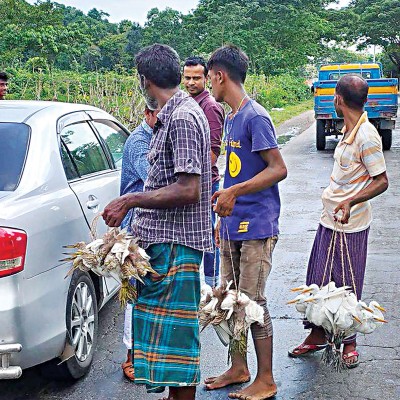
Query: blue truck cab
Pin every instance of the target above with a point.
(381, 105)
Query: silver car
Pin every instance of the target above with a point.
(60, 165)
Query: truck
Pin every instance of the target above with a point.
(381, 105)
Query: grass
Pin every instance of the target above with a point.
(291, 111)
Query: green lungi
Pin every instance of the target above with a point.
(165, 319)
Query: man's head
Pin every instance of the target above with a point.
(228, 64)
(151, 116)
(351, 92)
(3, 85)
(195, 75)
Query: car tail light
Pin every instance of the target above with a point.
(12, 251)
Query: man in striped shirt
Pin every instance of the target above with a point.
(359, 174)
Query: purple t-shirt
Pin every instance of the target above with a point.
(255, 216)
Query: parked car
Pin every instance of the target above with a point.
(59, 166)
(381, 105)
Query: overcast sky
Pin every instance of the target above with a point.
(134, 10)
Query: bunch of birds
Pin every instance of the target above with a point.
(116, 255)
(339, 313)
(230, 312)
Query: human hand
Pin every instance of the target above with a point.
(226, 200)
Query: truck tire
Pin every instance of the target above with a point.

The task:
Lines of the material in which the word "shirt" occurs are to be copied out.

Worked solution:
Query: man in striped shirt
Query: purple t-shirt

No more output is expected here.